● Tasks to carry out:
(1) In the passage about viruses, how many genes do circoviruses require to function?
(2) Quote the passage about viruses word for word, starting with "Since the discovery" and going on through "in the ice.".
*** Exercise passage ***
The result is astonishing: the chain would span 800 million light years. This distance extends far beyond our nearest galaxy and even surpasses neighboring galaxy clusters.
4. Tiny Viruses

While we know viruses are small, just how tiny can they be? The answer lies in their nucleic acids. Essentially, a virus is a sophisticated shell encasing DNA or RNA. This shell facilitates entry into host cells, where the nucleic acids hijack the cell's machinery to produce more viral shells. But how many genes are needed for this process?
Circoviruses, which infect pigs, require only three genes to function. Their entire genome is a mere 1,726 base pairs long, a stark contrast to the human genome, which exceeds 3 billion base pairs. With just three genes, these viruses can invade cells and replicate efficiently. Their compact genome allows them to have an incredibly small protein coat, measuring only 17 billionths of a metre in diameter.
Researchers are pushing the boundaries of miniaturization, with one team announcing the creation of an artificial virus composed of protein fragments and DNA, measuring just 12 billionths of a metre. These synthetic viruses hold promise for revolutionary advancements in medical therapies.
3. You are part virus

Every human carries various viruses within their body, but some viruses have become permanent residents in our DNA. Certain viruses go beyond merely replicating in our cells; they employ molecular tools to splice their genetic material into our genome. When this occurs in sperm or egg cells, the viral DNA can be inherited by future generations. Over millions of years, this process has resulted in approximately 8% of the human genome consisting of these ancient, fossilized viral sequences.
These embedded viral sequences can even serve as evolutionary markers. When two species share the same viral DNA in their genomes, it suggests that their common ancestor was infected before the species diverged.
Once integrated into our genome, these viral sequences can significantly influence evolution. While most become inactive and scattered across the DNA, their presence can sometimes be beneficial. Certain human genes rely on viral DNA promoter regions for activation, and some viral sequences have even been repurposed to aid the immune system, creating a scenario where viruses combat other viruses.
2. Viruses on Viruses

Mamavirus, a giant virus discovered in a cooling tower, infects amoebae. However, what truly fascinated scientists was the identification of a smaller virus associated with it. This tiny virus, named Sputnik, acts as a parasite, targeting and exploiting mamavirus. Such viruses that prey on other viruses are referred to as satellite viruses.
Sputnik cannot independently infect amoebae or replicate on its own. It relies on amoebae already infected by mamavirus to reproduce. Rather than hijacking the host cell’s machinery directly, Sputnik exploits the replication proteins of mamavirus to create copies of itself.
Even viruses are not safe from the cunning and invasive strategies of other viruses.
1. Giant (Reanimated) Viruses

Not all viruses remain small; some grow to impressive sizes, rivaling bacteria. Researchers once collected what they believed to be bacteria from a cooling tower, only to later discover they were an entirely new class of giant viruses. Named Mimivirus for its microbe-mimicking appearance, it boasts a genome exceeding 12 million base pairs and is larger than the smallest bacteria.
Since the discovery of Mimivirus, other giant viruses have been found in unexpected locations. In 2014, the largest known virus was unearthed from 30,000-year-old frozen tundra in Russia. Scientists took the bold step of attempting to revive these ancient viruses.
Researchers introduced the thawed viruses to amoebae, knowing that giant viruses often infect these single-celled organisms. Remarkably, the Stone Age viruses successfully invaded the amoebae and replicated. This discovery has sparked concerns that melting permafrost could release ancient pathogens long dormant in the ice.
*** End of Exercise passage ***
*** Source material ***
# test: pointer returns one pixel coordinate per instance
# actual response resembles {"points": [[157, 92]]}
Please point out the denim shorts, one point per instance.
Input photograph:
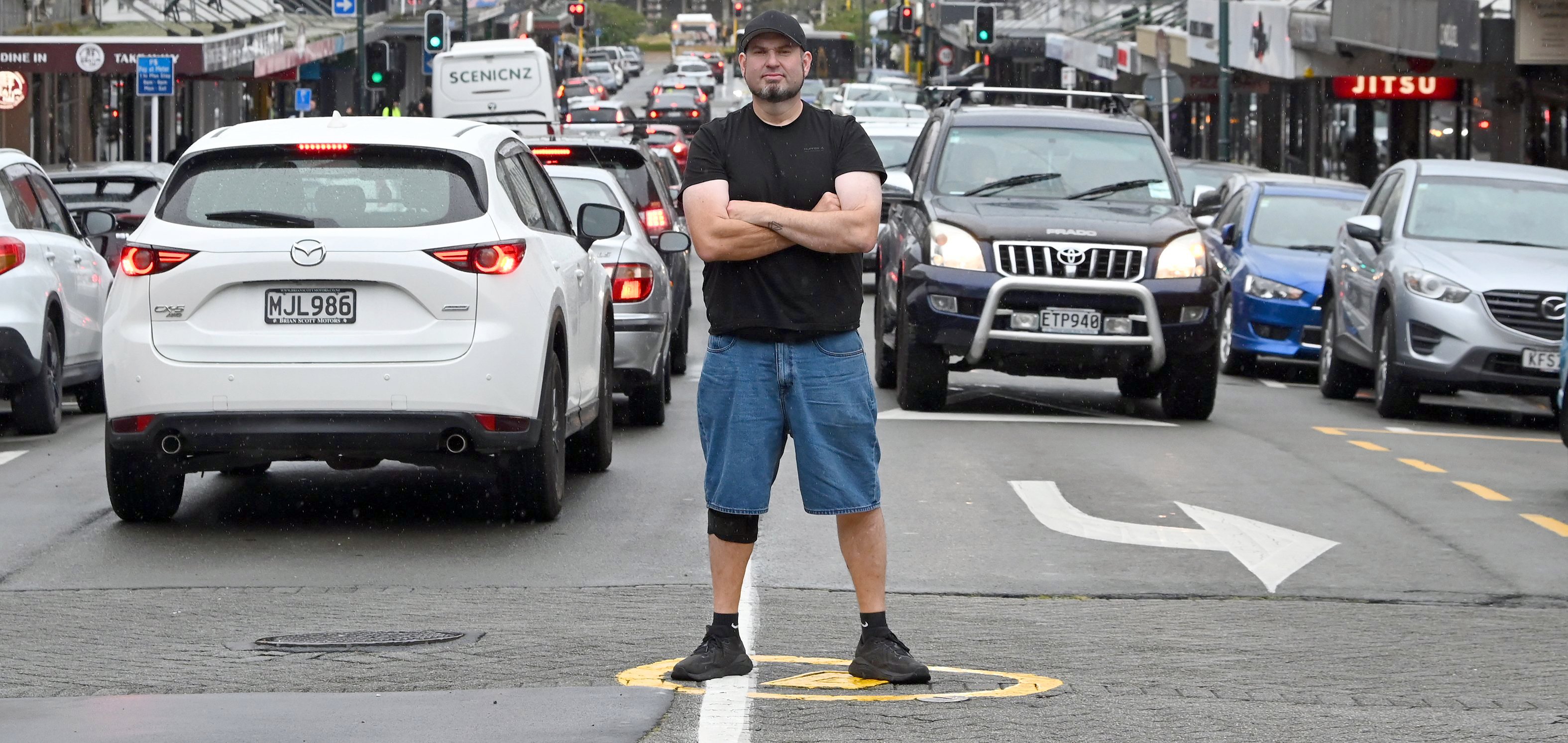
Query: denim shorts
{"points": [[817, 393]]}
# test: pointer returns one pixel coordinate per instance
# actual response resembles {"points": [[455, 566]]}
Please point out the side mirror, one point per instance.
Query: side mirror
{"points": [[96, 221], [675, 242], [1366, 228], [598, 221]]}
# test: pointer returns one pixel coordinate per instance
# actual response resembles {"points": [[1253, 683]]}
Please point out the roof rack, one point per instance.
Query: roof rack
{"points": [[951, 95]]}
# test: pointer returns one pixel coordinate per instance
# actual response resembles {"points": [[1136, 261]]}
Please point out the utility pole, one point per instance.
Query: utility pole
{"points": [[1225, 81]]}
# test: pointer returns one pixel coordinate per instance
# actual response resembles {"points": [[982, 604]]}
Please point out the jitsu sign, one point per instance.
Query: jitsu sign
{"points": [[1396, 88]]}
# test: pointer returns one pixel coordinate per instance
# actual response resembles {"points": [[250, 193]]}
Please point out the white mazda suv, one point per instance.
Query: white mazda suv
{"points": [[352, 291]]}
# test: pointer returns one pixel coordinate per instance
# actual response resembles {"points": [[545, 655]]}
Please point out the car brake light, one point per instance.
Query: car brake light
{"points": [[13, 253], [143, 259], [656, 220], [493, 258], [134, 424], [631, 283]]}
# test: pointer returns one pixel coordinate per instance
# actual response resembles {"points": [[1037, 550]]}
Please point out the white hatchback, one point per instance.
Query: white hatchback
{"points": [[353, 291]]}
*** End of Source material ***
● Solutions to the tasks:
(1) Three genes.

(2)
Since the discovery of Mimivirus, other giant viruses have been found in unexpected locations. In 2014, the largest known virus was unearthed from 30,000-year-old frozen tundra in Russia. Scientists took the bold step of attempting to revive these ancient viruses.
Researchers introduced the thawed viruses to amoebae, knowing that giant viruses often infect these single-celled organisms. Remarkably, the Stone Age viruses successfully invaded the amoebae and replicated. This discovery has sparked concerns that melting permafrost could release ancient pathogens long dormant in the ice.